WORK TO COMPLETE:
Convert the stretch of rows from the line containing "Look at this image and locate every instance of pink bottle." through the line containing "xmin=222 ymin=141 xmax=600 ymax=168" into a Markdown table with the columns Row number and Row text, leaving out any blank lines.

Stored items from a collection
────────────────────
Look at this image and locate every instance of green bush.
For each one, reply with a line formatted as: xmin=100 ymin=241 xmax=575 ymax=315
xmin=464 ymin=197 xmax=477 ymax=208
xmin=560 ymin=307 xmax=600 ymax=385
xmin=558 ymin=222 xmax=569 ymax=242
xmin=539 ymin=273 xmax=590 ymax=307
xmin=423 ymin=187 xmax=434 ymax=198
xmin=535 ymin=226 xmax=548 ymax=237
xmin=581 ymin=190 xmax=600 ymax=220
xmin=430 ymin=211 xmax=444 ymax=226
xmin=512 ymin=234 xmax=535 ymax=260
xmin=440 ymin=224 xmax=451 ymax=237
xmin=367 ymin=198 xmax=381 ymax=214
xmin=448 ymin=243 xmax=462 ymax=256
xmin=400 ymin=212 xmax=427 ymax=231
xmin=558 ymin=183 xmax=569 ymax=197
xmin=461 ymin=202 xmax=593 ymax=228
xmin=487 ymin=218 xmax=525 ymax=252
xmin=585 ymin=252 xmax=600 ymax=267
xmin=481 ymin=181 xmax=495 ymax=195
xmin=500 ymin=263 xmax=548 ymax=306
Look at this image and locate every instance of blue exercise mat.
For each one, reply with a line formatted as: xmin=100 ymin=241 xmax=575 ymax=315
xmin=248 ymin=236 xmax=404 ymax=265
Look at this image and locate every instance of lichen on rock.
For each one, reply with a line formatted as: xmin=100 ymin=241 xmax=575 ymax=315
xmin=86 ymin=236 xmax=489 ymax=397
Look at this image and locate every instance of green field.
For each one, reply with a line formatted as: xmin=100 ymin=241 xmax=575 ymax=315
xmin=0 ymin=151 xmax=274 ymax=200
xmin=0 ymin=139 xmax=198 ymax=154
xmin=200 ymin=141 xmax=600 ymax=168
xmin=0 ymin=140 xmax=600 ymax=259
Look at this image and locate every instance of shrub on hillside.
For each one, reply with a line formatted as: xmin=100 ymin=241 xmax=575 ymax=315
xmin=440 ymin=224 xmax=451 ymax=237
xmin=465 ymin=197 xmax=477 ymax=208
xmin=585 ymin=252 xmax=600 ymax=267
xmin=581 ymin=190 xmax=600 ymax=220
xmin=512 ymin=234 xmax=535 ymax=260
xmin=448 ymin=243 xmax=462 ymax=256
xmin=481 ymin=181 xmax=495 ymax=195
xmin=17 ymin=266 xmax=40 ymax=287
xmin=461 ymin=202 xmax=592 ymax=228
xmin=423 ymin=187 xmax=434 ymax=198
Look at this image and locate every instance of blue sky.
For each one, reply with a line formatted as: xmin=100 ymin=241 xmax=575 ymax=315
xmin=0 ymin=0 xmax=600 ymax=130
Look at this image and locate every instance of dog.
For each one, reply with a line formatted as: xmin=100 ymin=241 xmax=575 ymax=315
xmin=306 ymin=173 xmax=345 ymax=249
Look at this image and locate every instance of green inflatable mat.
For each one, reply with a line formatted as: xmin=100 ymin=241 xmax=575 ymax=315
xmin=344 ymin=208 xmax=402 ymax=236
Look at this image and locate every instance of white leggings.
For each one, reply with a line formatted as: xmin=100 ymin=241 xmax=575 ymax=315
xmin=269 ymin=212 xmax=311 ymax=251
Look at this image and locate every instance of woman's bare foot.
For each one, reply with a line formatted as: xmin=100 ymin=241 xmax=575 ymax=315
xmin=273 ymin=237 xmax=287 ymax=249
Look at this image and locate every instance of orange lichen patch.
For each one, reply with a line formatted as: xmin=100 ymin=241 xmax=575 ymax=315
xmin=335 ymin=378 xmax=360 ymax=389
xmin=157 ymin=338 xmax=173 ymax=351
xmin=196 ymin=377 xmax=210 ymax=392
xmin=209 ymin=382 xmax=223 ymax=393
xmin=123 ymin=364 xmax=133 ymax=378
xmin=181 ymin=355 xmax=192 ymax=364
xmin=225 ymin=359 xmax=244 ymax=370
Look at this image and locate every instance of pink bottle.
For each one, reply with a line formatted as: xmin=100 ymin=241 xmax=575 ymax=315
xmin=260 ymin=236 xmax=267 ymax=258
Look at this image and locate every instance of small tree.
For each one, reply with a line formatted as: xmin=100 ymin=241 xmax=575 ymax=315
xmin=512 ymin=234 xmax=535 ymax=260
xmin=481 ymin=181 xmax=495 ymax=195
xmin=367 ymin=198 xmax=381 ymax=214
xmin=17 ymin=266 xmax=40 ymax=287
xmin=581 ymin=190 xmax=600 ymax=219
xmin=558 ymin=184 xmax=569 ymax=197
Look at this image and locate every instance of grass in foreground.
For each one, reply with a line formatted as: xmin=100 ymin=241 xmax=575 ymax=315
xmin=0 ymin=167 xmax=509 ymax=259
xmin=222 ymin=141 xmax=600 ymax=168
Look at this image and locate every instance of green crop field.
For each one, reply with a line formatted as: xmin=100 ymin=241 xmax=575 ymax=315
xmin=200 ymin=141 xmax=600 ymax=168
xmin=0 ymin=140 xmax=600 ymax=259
────────────────────
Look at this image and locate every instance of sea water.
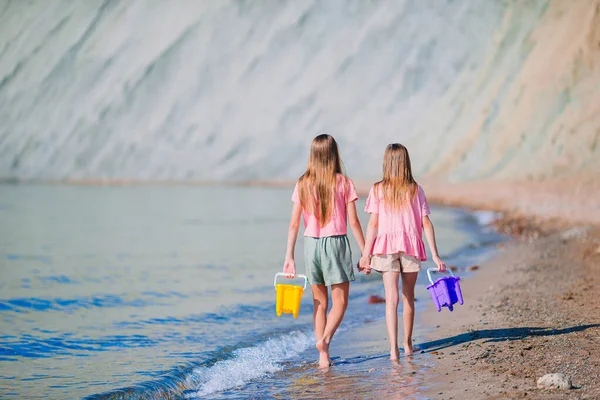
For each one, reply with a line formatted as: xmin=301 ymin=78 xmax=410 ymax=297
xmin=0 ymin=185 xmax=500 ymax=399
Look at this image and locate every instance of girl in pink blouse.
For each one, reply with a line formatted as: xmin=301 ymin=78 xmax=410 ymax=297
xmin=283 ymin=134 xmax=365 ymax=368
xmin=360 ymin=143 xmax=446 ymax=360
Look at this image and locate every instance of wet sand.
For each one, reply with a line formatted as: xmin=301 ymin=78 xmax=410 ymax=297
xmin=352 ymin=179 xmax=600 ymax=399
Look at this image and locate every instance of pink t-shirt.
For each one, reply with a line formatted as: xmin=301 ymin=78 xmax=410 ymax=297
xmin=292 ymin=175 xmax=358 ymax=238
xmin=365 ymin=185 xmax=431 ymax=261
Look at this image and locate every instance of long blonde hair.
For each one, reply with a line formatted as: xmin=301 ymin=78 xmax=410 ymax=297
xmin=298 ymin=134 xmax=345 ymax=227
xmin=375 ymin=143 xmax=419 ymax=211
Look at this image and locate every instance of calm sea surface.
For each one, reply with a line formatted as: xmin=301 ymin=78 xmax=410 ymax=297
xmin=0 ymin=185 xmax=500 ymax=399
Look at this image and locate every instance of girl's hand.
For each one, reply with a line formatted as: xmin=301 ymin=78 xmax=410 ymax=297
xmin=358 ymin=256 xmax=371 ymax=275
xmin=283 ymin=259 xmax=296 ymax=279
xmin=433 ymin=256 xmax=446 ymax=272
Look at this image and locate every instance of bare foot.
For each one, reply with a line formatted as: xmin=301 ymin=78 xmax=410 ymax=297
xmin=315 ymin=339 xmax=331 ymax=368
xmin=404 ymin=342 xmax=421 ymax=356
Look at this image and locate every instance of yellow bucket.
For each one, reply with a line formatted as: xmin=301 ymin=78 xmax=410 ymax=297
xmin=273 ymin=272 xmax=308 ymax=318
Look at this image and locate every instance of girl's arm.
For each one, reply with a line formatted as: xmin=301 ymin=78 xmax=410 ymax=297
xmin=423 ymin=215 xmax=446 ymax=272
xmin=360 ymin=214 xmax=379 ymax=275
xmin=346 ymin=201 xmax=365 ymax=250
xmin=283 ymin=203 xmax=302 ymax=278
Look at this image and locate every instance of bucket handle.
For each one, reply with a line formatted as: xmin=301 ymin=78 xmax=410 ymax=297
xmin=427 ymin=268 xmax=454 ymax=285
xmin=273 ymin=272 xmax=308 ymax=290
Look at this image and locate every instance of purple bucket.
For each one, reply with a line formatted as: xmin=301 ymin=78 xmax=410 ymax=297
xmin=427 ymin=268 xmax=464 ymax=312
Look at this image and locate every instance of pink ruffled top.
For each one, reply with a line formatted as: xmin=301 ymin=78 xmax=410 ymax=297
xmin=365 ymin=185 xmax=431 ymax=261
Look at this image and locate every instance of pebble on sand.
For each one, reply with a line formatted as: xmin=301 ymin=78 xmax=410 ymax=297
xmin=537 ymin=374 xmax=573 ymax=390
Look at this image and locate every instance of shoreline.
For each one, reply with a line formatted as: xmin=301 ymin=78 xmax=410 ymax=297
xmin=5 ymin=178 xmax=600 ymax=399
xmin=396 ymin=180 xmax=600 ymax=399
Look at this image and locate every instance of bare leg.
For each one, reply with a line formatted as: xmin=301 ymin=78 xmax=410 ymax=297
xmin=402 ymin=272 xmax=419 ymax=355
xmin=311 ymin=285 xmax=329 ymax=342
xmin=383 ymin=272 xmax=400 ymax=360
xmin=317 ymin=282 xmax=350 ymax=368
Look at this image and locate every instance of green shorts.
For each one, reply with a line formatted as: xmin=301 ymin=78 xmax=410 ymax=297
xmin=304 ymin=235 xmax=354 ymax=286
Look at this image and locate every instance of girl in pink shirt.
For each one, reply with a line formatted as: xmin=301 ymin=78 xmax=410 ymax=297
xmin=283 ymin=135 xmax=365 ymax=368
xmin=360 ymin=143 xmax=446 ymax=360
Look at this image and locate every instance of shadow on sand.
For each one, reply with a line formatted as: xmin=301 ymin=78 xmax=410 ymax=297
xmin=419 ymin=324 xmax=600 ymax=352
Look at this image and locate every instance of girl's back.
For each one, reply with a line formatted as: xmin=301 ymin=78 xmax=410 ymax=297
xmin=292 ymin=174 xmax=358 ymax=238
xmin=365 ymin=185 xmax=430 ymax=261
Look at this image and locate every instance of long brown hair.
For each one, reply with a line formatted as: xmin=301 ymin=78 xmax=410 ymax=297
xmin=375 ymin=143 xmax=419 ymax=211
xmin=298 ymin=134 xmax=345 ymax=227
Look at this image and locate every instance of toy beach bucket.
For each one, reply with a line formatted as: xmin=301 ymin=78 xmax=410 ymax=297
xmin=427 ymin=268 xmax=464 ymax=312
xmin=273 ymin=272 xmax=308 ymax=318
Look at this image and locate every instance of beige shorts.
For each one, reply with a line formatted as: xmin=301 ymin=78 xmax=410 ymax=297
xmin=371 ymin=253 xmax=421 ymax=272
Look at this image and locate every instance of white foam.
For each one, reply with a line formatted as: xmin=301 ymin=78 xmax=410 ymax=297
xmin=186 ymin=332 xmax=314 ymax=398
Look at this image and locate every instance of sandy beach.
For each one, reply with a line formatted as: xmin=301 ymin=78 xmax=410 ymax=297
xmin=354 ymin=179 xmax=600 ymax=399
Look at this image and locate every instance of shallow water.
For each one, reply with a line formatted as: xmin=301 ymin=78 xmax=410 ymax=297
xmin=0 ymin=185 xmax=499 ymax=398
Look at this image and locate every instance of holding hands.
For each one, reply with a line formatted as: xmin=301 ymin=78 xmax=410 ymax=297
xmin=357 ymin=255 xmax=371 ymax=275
────────────────────
FINISHED EXERCISE:
| Row number | Row text |
|---|---|
| 1 | Look at this image and locate every instance of pink bottle. |
| 2 | For each one, reply with a line formatted as: xmin=100 ymin=241 xmax=575 ymax=315 |
| 3 | xmin=260 ymin=236 xmax=267 ymax=258 |
| 4 | Look at this image and locate every instance of small tree. |
| 5 | For each one, reply with a line formatted as: xmin=100 ymin=241 xmax=575 ymax=315 |
| 6 | xmin=512 ymin=234 xmax=535 ymax=260 |
| 7 | xmin=481 ymin=181 xmax=495 ymax=195 |
| 8 | xmin=367 ymin=198 xmax=381 ymax=214 |
| 9 | xmin=17 ymin=266 xmax=40 ymax=287 |
| 10 | xmin=581 ymin=190 xmax=600 ymax=219 |
| 11 | xmin=558 ymin=184 xmax=569 ymax=197 |
| 12 | Look at this image and locate every instance of grass in foreground. |
| 13 | For each one, reply with a line formatted as: xmin=100 ymin=241 xmax=575 ymax=315 |
| 14 | xmin=0 ymin=167 xmax=509 ymax=259 |
| 15 | xmin=222 ymin=141 xmax=600 ymax=168 |